Return each line of the entries that mentions the word "reflective".

Dataset entries:
☆ ☆ ☆

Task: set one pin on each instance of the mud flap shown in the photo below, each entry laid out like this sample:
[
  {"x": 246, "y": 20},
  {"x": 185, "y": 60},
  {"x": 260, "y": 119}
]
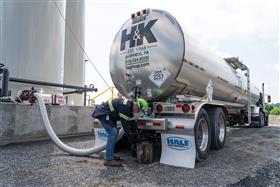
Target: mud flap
[{"x": 178, "y": 143}]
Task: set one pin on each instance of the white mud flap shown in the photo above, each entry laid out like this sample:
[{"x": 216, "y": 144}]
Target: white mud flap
[{"x": 178, "y": 143}]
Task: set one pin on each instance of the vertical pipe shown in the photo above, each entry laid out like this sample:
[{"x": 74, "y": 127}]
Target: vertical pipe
[
  {"x": 85, "y": 97},
  {"x": 5, "y": 82},
  {"x": 263, "y": 97}
]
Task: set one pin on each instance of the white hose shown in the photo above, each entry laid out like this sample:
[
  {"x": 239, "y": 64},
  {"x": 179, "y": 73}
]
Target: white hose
[{"x": 58, "y": 142}]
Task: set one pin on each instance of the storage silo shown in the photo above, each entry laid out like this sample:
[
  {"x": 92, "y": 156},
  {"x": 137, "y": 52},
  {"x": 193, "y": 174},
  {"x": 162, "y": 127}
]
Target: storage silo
[
  {"x": 74, "y": 59},
  {"x": 32, "y": 41}
]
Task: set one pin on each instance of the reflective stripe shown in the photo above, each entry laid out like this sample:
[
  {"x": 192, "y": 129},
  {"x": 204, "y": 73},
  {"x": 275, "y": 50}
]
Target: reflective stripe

☆ ☆ ☆

Problem solution:
Task: set one pin on each instance of the reflective stripe shown in the photo above, each entry laid out like this sample:
Target: reflective stripe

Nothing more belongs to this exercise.